*** RECORDS SUPPLIED

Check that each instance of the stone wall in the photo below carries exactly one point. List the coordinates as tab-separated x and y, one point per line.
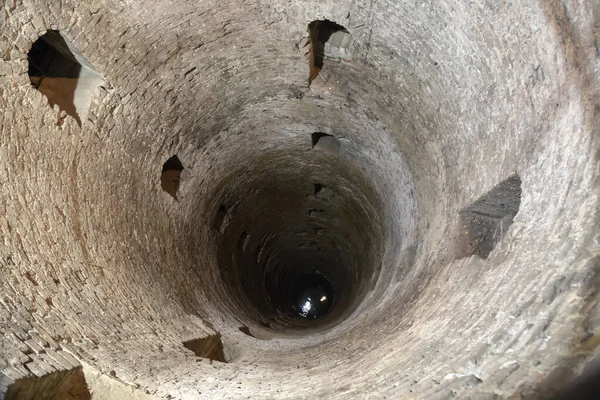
441	102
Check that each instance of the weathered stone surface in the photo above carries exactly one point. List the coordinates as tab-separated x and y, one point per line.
441	101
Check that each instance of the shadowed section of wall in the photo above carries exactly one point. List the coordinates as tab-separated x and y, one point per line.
443	180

******

* [EXERCISE BRIEF]
Rewrite all of the records above, swapping "photo" for "image" and keeping everything else unchanged. Leave the pictures out of your answer.

* [PROBLEM SOLUTION]
Check that each instance of the stone wall in the image below carries exactly one point. List the coordinates as tab-separated x and y, one point per line.
441	102
Check that each instance of the weathered stone surface in the image above carries exactly one point. List the coordinates as tab-separated x and y, one point per line.
441	101
Check that each instance of the shadowed section of wall in the image above carries exactly one point. List the coordinates as tab-separated x and y, one point per line.
443	180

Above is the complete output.